Page –
— Begin —

Gearing was 26% at the end of the second quarter, down slightly from the end of the first quarter.
Starting in the second half, the scrip dividend will begin to have a positive impact on cash.
The take-up on the scrip dividend was 54%, so at this rate we should reduce our cash dividend outlay by about $750 million per quarter or $3 billion on an annual basis.
Going forward, we have the strongest production growth among our peers.
Our companywide cost-reduction plan is gaining momentum and we are reducing CapEx.
Our second-quarter results demonstrate our integrated model is working very well.
We are continuing to execute and deliver on our growth project, as well as continuing to reduce the breakeven in both the upstream and downstream.
We generated $10 billion of adjusted cash flow from operations in the first half of the year despite a drop in the price of oil, and our strategy is to continue to improve the underlying profitability of Total even in a relatively weak price environment.
Please keep in mind that we will make our strategic outlook presentation in London on September 23, so there are certain questions that may have to wait.
So with that proviso I am ready to begin the Q&A and, as usual, I ask that you limit yourself to one question at a time.
Operator
(Operator Instructions) Theepan Jothilingam, Nomura International.
Theepan Jothilingam - Analyst
Good afternoon, Patrick.
It's Theepan here.
One question.
Just on the impact of disposals and successful sale of Laggan, I think you made previous sales; so I was just wondering could you talk about that in the context of the 2.8 million barrels per day target in the medium term.
And I also wanted to understand where the portfolio is now in terms of sort of PSC sensitivity to lower oil prices.
I know you had a benefit this quarter.
Thank you.
Patrick de La Chevardiere - CFO
Thank you, Theepan, for your question.
There are positive effects, of course, from the new startup, a negative effect from the loss of Yemen LNG and Libya.
All-in-all our production grew by 11% this quarter compared to first quarter 2014.
Basically 2015 is a great year for startups.
We have four major new projects in production and three more on the way this year.
Vega Pleyade, as I mentioned in my speech, will start up at the turn of the year.
But, honestly, I am quite confident that we will achieve our target to increase production by more than 8% this year in spite of the security issue we face in Libya and in Yemen.
As regard to 2017, we were not explicit about the production target in February, but we will provide some guidance in September.
Honestly, we will have to take into account the difficulty we face in Libya and in Yemen.
Total's growth portfolio isn't matched by its peers, honestly, in terms of relative size and diversity and we are delivering these new projects in a strategic priority to increase both cash flow and to generate value.

— End —

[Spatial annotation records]

— Begin —

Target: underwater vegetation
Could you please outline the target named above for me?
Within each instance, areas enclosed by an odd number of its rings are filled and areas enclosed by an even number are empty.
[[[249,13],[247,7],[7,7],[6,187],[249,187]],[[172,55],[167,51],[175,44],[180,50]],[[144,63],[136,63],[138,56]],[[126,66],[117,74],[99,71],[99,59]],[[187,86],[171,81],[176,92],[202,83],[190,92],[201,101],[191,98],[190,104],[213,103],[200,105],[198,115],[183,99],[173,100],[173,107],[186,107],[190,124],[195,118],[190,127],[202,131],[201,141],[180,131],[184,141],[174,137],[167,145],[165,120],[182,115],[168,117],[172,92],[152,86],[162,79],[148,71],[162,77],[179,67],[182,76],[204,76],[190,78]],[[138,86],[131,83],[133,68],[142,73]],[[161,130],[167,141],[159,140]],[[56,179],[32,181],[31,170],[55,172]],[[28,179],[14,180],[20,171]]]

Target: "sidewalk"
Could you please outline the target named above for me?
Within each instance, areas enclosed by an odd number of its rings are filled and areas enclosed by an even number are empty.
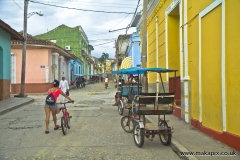
[[[31,103],[33,101],[34,99],[31,97],[11,97],[7,100],[0,101],[0,115],[19,108],[25,104]]]
[[[157,125],[158,121],[157,115],[147,115],[146,118],[151,123]],[[161,118],[163,118],[163,116]],[[204,134],[197,128],[184,122],[182,119],[179,119],[174,115],[166,115],[165,119],[169,120],[168,124],[171,128],[173,128],[171,147],[182,159],[190,160],[240,159],[240,152]],[[236,156],[228,157],[217,155],[217,153],[221,154],[221,152],[228,153],[229,155],[232,154],[233,151],[237,154]],[[206,155],[207,154],[206,152],[211,152],[210,154],[215,154],[215,156],[211,156],[210,158],[210,155]],[[199,153],[201,155],[200,156],[191,155],[196,153]]]
[[[110,94],[107,96],[114,97],[115,89],[109,89]],[[110,100],[110,99],[109,99]],[[25,98],[17,98],[17,97],[11,97],[8,100],[0,101],[0,115],[9,112],[13,109],[16,109],[22,105],[25,105],[27,103],[33,102],[34,99],[29,97]],[[111,101],[114,101],[113,99]],[[116,115],[118,115],[116,111]],[[120,115],[118,115],[120,116]],[[157,115],[148,115],[146,118],[153,124],[157,124]],[[222,159],[240,159],[240,152],[237,152],[233,148],[213,139],[212,137],[202,133],[198,129],[194,128],[193,126],[187,124],[183,120],[173,116],[173,115],[166,115],[166,120],[169,120],[169,126],[173,127],[173,134],[172,134],[172,141],[171,141],[171,147],[173,151],[175,151],[181,159],[186,160],[208,160],[208,159],[216,159],[216,160],[222,160]],[[149,142],[145,137],[145,142]],[[159,137],[155,136],[153,141],[159,141],[159,144],[161,144]],[[150,142],[151,143],[151,142]],[[235,152],[236,156],[208,156],[206,155],[207,152],[212,152],[212,154],[216,154],[217,152],[221,153],[232,153]],[[185,155],[181,155],[181,152],[184,152]],[[191,156],[190,154],[196,154],[199,152],[200,154],[203,154],[202,156]],[[186,155],[189,154],[189,155]]]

— End —

What you need to do –
**a.** According to the results call transcript, why does the company expect its cash dividend outlay to fall by about $750 million per quarter?
**b.** Continue the results call transcript from the point where it stops.

The responses –
**a.** The take-up on the scrip dividend was 54%. At that rate, the company should reduce its cash dividend outlay by about $750 million per quarter, or $3 billion a year.

**b.**
The impact of the disposal were already included in our target, so the 20% Laggan sale we announced this morning was already included in our target.
But we will update you in September.
Your second question was about PSC impact.
Basically second quarter 2014 we saw the same effect in first quarter 2015 versus first quarter 2014, around minus 3%.
Theepan Jothilingam - Analyst
Okay, perfect.
Patrick de La Chevardiere - CFO
Don't worry, Theepan, I have not finished this (multiple speakers).
Since second quarter 2015 our production is up 12% compared to second quarter 2014, which can be described as follows: 5% from the startup, notably CLOV ; 7% from perimeter effect, basically ADCO; minus 4% from the stoppage of Yemen; and plus 4% from the price effect on our PSC contracts.
Basically 3%.
A better performance on our field and lower maintenance that more than offset the natural decline, which is about 3%.
Theepan Jothilingam - Analyst
Thank you, Patrick.
Very comprehensive answer there.
Patrick de La Chevardiere - CFO
Thank you, Theepan.
I am paid for that.
Operator
Martijn Rats, Morgan Stanley.
Martijn Rats - Analyst
Good afternoon.
I wanted to ask you two things.
First of all, something which isn't always so visible for us in quarterly results, because it's not specifically disclosed.
But I was hoping you could comment on your LNG profitability and how that has been recently impacted by not only lower Brent prices, but also lower spot prices.
And included in that answer, if you could talk about the extent to which you are sold forward on your visible LNG sales over the next few years.
Secondly, just sort of a short housekeeping question.
Could you comment on the CapEx for 2016 that is already committed?
That would be useful, thanks.
Patrick de La Chevardiere - CFO
Okay, you are right.
LNG profitability is an important question.
In second quarter of this year, LNG represented about 15% of our production and about 25% of our upstream result.
LNG has been affected this quarter by the negative impact from the drop in Brent and the effect on the LNG prices linked to the oil price.
And, of course, for us the shutdown of Yemen LNG.
LNG sales were down by 15% at 2.3 million tonnes in second quarter 2015, basically due to the stoppage of Yemen LNG early in April this year.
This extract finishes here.